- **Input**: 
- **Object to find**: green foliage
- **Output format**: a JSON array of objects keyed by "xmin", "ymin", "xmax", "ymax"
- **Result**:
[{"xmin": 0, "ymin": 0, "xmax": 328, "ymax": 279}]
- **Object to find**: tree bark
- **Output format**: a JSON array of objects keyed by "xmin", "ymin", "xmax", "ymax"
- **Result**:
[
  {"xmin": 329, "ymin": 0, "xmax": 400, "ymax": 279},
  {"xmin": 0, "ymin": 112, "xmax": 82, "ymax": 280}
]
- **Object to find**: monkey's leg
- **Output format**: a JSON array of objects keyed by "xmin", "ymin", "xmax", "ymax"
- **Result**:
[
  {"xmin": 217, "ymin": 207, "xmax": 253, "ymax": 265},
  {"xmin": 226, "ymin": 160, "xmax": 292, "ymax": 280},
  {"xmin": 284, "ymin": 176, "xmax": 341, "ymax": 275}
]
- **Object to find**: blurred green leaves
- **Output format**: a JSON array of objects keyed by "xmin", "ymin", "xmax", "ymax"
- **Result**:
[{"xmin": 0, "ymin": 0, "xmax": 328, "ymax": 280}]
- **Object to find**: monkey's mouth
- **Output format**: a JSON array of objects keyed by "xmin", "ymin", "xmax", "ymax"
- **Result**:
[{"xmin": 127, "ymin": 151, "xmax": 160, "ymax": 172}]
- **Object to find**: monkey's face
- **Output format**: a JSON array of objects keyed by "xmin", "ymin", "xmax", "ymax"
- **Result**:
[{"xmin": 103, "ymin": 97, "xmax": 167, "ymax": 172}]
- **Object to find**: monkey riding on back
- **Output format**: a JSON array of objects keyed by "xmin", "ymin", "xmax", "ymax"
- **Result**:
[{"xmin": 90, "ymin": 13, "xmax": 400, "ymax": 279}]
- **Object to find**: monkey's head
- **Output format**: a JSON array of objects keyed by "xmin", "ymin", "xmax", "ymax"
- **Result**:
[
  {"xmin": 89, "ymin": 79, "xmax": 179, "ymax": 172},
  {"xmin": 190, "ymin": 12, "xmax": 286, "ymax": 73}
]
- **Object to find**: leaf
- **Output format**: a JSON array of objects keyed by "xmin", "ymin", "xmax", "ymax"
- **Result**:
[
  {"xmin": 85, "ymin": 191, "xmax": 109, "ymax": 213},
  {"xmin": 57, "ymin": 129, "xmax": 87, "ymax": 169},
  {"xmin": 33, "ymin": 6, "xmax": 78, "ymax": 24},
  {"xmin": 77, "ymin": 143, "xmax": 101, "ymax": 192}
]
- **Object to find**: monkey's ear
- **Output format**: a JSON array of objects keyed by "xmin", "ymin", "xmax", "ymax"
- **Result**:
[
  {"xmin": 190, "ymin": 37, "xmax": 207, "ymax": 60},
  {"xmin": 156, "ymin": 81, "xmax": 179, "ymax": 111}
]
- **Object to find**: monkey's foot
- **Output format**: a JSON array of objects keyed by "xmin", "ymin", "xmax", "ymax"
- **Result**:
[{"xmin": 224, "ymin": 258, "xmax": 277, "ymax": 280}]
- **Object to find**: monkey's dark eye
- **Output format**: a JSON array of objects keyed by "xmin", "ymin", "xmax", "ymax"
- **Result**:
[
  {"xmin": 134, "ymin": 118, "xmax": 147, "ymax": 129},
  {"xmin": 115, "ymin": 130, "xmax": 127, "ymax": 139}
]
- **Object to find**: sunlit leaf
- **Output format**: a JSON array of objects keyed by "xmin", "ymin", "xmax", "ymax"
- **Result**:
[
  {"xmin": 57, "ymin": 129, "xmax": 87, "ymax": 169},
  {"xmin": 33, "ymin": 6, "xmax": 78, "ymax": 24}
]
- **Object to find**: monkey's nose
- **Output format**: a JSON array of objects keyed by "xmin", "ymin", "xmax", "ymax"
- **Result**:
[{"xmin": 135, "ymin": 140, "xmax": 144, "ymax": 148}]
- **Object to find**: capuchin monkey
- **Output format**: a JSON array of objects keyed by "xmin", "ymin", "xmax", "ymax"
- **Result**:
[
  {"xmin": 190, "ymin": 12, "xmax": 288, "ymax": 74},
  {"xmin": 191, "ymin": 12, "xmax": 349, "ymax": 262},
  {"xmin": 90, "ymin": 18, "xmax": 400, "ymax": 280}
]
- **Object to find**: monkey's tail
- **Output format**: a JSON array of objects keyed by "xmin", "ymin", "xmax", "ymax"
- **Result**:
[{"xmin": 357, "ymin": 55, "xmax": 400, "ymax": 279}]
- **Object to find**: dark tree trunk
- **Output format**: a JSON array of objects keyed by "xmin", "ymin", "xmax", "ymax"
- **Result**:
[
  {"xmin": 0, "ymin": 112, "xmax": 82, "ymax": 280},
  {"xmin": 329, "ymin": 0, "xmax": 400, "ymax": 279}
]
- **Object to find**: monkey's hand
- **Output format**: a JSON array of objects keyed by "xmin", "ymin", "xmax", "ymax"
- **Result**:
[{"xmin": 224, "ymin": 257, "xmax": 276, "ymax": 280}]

### Required task
Retype the entire listing above line for line, changing nothing.

### Reply
- **Input**: 
- **Object to find**: green foliage
- **Output format**: a JSON array of objects keyed by "xmin", "ymin", "xmax", "ymax"
- **Result**:
[{"xmin": 0, "ymin": 0, "xmax": 328, "ymax": 279}]
- **Object to find**: tree bark
- **Output format**: a JSON array of objects keyed by "xmin", "ymin", "xmax", "ymax"
- **Result**:
[
  {"xmin": 329, "ymin": 0, "xmax": 400, "ymax": 279},
  {"xmin": 0, "ymin": 112, "xmax": 82, "ymax": 280}
]
- **Object to find**: monkey's leg
- **Output format**: a JSON array of objects keyed by "xmin", "ymin", "xmax", "ymax"
- **Result**:
[
  {"xmin": 217, "ymin": 207, "xmax": 253, "ymax": 265},
  {"xmin": 226, "ymin": 160, "xmax": 292, "ymax": 280},
  {"xmin": 284, "ymin": 176, "xmax": 341, "ymax": 275}
]
- **Object to find**: blurred green leaves
- **Output format**: a JSON array of objects keyed by "xmin", "ymin", "xmax", "ymax"
- **Result**:
[{"xmin": 0, "ymin": 0, "xmax": 328, "ymax": 280}]
- **Object to find**: monkey's mouth
- **Output format**: a JSON array of objects keyed by "xmin", "ymin", "xmax", "ymax"
- **Result**:
[{"xmin": 127, "ymin": 151, "xmax": 160, "ymax": 172}]
- **Object to find**: monkey's face
- **Output format**: a JSON array of objects keyed by "xmin", "ymin", "xmax", "ymax"
- **Result**:
[{"xmin": 103, "ymin": 97, "xmax": 167, "ymax": 172}]
- **Object to find**: monkey riding on back
- **Output format**: a JSON array of objects keyed by "xmin", "ymin", "xmax", "ymax"
- **Result**:
[{"xmin": 90, "ymin": 13, "xmax": 400, "ymax": 279}]
- **Object to find**: monkey's head
- **Output format**: a JSON array of objects keyed by "xmin", "ymin", "xmax", "ymax"
- **Result**:
[
  {"xmin": 89, "ymin": 79, "xmax": 179, "ymax": 172},
  {"xmin": 190, "ymin": 12, "xmax": 286, "ymax": 73}
]
- **Object to find**: leaf
- **Output format**: a JSON array of objects keyed by "xmin", "ymin", "xmax", "ymax"
- **Result**:
[
  {"xmin": 85, "ymin": 191, "xmax": 109, "ymax": 213},
  {"xmin": 57, "ymin": 129, "xmax": 87, "ymax": 169},
  {"xmin": 33, "ymin": 6, "xmax": 78, "ymax": 24},
  {"xmin": 77, "ymin": 143, "xmax": 101, "ymax": 192}
]
- **Object to find**: monkey's ear
- **Output format**: a JSON array of objects keyed by "xmin", "ymin", "xmax", "ymax"
- **Result**:
[
  {"xmin": 190, "ymin": 37, "xmax": 207, "ymax": 60},
  {"xmin": 156, "ymin": 81, "xmax": 179, "ymax": 111}
]
- **Object to find**: monkey's foot
- **Output format**: a JSON array of objects keyed by "xmin", "ymin", "xmax", "ymax"
- **Result**:
[{"xmin": 224, "ymin": 258, "xmax": 277, "ymax": 280}]
- **Object to find**: monkey's dark eye
- **Output format**: a JSON array of objects keyed by "xmin", "ymin", "xmax", "ymax"
- **Result**:
[
  {"xmin": 134, "ymin": 118, "xmax": 147, "ymax": 129},
  {"xmin": 115, "ymin": 130, "xmax": 127, "ymax": 139}
]
- **Object to find**: sunlit leaf
- **Output format**: a JSON array of objects keyed by "xmin", "ymin", "xmax", "ymax"
- **Result**:
[
  {"xmin": 57, "ymin": 129, "xmax": 87, "ymax": 169},
  {"xmin": 33, "ymin": 6, "xmax": 78, "ymax": 24}
]
- **Object to find**: monkey's nose
- **Output format**: a JSON array of objects keyed by "xmin", "ymin", "xmax", "ymax"
- **Result**:
[{"xmin": 135, "ymin": 140, "xmax": 144, "ymax": 148}]
- **Object to find**: capuchin monkey
- **Output format**: a JSON array of objects keyed by "xmin", "ymin", "xmax", "ymax"
- **Result**:
[
  {"xmin": 190, "ymin": 12, "xmax": 288, "ymax": 74},
  {"xmin": 191, "ymin": 12, "xmax": 349, "ymax": 262},
  {"xmin": 90, "ymin": 18, "xmax": 400, "ymax": 280}
]
- **Object to find**: monkey's tail
- **Output format**: a JSON array of objects keyed by "xmin", "ymin", "xmax", "ymax"
- **Result**:
[{"xmin": 357, "ymin": 55, "xmax": 400, "ymax": 279}]
- **Object to find**: dark tree trunk
- **Output format**: a JSON array of objects keyed by "xmin", "ymin", "xmax", "ymax"
- **Result**:
[
  {"xmin": 0, "ymin": 112, "xmax": 82, "ymax": 280},
  {"xmin": 329, "ymin": 0, "xmax": 400, "ymax": 279}
]
- **Object to find**: monkey's hand
- **Output format**: a JSON array of objects keyed by "xmin", "ymin", "xmax", "ymax"
- **Result**:
[{"xmin": 224, "ymin": 257, "xmax": 276, "ymax": 280}]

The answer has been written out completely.